Skip to content

fix(fonts): include /ToUnicode content in the cross-document font-cache key#733

Merged
yfedoseev merged 2 commits into
yfedoseev:mainfrom
regularkevvv:fix/font-cache-tounicode-collision
Jun 11, 2026
Merged

fix(fonts): include /ToUnicode content in the cross-document font-cache key#733
yfedoseev merged 2 commits into
yfedoseev:mainfrom
regularkevvv:fix/font-cache-tounicode-collision

Conversation

@regularkevvv

Copy link
Copy Markdown
Contributor

Description

The process-global font cache (fonts::global_cache) deduplicates parsed fonts across PdfDocument instances, keyed by a font identity hash. Building on the cross-document hardening in #595 / #597 / #598 — which folds the /ToUnicode reference into the key and keeps canonical AAAAAA+ subset fonts out of the shared cache — this extends the key to two cases those checks don't yet reach:

  • a non-canonical subset tag such as /CIDFont+F1 (emitted by some generators) isn't recognized as a subset, so it stays eligible for cross-document sharing; and
  • PDFs produced from a common template reuse the same /ToUnicode object number, so the reference-based key is identical for two genuinely different fonts.

= Data =
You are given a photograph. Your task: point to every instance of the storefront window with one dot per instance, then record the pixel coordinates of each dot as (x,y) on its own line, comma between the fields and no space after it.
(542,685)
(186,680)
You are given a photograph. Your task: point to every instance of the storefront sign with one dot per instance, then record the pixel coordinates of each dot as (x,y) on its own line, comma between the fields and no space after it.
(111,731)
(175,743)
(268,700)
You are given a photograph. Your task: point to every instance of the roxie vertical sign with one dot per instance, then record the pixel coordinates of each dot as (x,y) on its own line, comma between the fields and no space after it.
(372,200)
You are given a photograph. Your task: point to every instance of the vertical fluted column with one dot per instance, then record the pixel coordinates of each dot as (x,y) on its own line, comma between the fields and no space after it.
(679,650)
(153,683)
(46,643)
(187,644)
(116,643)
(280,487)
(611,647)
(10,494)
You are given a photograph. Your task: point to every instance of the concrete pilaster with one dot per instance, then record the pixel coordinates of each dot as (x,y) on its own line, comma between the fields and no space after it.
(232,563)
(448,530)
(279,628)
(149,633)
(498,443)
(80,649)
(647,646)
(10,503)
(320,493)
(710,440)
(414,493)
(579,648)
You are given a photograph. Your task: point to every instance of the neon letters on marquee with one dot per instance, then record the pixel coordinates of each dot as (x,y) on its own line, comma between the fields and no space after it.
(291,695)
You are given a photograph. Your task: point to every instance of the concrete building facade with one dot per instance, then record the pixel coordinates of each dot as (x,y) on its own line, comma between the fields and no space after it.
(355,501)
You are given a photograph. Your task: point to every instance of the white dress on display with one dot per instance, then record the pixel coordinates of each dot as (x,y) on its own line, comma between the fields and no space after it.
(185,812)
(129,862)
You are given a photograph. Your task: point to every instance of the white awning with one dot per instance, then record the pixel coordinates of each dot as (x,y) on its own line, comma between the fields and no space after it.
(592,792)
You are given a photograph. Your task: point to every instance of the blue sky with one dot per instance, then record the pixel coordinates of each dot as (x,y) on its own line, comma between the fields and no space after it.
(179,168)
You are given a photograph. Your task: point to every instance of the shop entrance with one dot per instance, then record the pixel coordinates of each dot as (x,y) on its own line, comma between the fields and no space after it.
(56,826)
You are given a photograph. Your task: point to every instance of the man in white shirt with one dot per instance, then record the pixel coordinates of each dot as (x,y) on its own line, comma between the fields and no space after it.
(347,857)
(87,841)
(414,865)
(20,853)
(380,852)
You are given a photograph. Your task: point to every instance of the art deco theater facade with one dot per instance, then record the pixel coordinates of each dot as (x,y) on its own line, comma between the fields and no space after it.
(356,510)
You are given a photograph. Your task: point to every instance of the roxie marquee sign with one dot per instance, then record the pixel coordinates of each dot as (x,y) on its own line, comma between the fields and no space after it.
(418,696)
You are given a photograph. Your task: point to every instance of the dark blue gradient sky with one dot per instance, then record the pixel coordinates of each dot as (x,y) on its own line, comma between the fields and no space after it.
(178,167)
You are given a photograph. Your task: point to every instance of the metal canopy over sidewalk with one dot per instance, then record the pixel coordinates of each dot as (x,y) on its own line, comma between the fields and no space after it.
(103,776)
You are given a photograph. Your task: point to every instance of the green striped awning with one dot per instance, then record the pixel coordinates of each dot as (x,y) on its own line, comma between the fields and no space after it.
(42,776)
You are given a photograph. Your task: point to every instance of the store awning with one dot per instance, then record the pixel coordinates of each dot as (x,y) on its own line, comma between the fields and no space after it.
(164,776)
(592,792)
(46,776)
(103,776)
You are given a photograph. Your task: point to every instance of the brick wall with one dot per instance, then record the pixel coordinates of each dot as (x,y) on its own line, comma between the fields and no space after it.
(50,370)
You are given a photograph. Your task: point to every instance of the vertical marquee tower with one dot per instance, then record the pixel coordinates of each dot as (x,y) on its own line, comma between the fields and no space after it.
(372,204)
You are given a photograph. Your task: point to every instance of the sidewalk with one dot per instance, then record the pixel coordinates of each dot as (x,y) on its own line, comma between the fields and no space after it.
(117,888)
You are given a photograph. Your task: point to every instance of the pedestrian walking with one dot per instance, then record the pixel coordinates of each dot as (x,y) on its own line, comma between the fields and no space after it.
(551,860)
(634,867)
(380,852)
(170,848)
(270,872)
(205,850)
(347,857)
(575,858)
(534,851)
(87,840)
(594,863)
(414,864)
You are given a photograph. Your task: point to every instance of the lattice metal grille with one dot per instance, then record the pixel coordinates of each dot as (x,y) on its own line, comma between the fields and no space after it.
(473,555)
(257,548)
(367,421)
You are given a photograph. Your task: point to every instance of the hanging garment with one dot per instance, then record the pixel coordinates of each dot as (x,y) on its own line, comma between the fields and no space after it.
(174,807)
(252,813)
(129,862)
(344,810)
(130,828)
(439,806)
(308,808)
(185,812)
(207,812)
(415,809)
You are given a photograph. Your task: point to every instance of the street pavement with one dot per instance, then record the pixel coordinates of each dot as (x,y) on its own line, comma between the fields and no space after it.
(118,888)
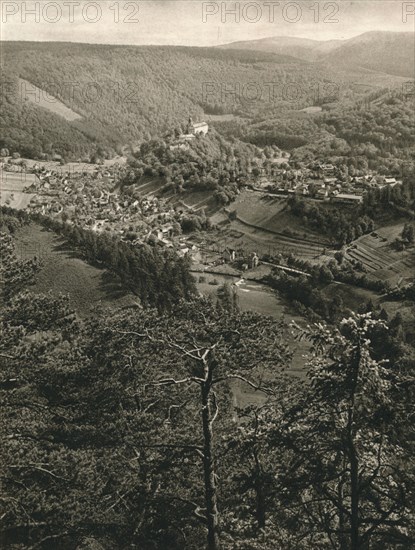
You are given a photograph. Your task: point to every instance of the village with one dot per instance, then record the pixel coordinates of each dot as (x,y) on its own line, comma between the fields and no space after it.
(326,182)
(92,196)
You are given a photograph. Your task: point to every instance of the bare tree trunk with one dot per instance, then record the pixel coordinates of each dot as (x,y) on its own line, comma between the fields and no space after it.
(354,505)
(260,511)
(212,515)
(354,463)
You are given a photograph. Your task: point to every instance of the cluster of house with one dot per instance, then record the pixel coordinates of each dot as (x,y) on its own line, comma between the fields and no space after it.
(326,182)
(230,255)
(91,201)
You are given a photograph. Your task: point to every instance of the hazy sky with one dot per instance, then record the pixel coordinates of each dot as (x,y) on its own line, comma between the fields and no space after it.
(197,23)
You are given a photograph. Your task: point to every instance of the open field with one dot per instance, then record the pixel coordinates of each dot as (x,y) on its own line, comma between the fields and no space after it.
(263,225)
(65,272)
(257,297)
(11,189)
(194,201)
(378,257)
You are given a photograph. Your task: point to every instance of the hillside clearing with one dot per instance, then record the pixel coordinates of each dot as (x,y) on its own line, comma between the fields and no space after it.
(64,272)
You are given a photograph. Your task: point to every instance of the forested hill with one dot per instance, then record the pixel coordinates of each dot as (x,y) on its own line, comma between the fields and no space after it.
(123,94)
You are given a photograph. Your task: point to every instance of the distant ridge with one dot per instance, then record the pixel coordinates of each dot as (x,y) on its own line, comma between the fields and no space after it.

= To be done =
1 - Retype the font-cache pull request from "Conversation" to "genuinely different fonts.", matching it word for word.
2 - Write the next part of the font-cache pull request's description, starting right after its last sentence.

= The replies =
1 -
Conversation

@regularkevvv

Copy link
Copy Markdown
Contributor

Description

The process-global font cache (fonts::global_cache) deduplicates parsed fonts across PdfDocument instances, keyed by a font identity hash. Building on the cross-document hardening in #595 / #597 / #598 — which folds the /ToUnicode reference into the key and keeps canonical AAAAAA+ subset fonts out of the shared cache — this extends the key to two cases those checks don't yet reach:

  • a non-canonical subset tag such as /CIDFont+F1 (emitted by some generators) isn't recognized as a subset, so it stays eligible for cross-document sharing; and
  • PDFs produced from a common template reuse the same /ToUnicode object number, so the reference-based key is identical for two genuinely different fonts.

2 -
When both hold, two fonts that merely share a /BaseFont name collide on one key; processed back-to-back in one long-lived process, a later document is served an earlier font's parsed FontInfo and its glyphs decode through the wrong /ToUnicode — a constant-offset cipher (SUMMARY6800$5<) or control/PUA characters. Each document extracts correctly in isolation, which is the signature of process-global cache state rather than a per-file parse issue. In a long-lived process (server, batch job) this silently produces plausible-looking wrong text.

Approach

font_identity_hash_with_descendants now folds the content of a font's document-specific streams into the key, not just their references:

  • the /ToUnicode stream bytes (the decisive discriminator),
  • the embedded font-program bytes (/FontFile, /FontFile2, /FontFile3) on simple fonts and on the descendant CIDFont, and
  • the descendant /Subtype (CIDFontType0 vs CIDFontType2).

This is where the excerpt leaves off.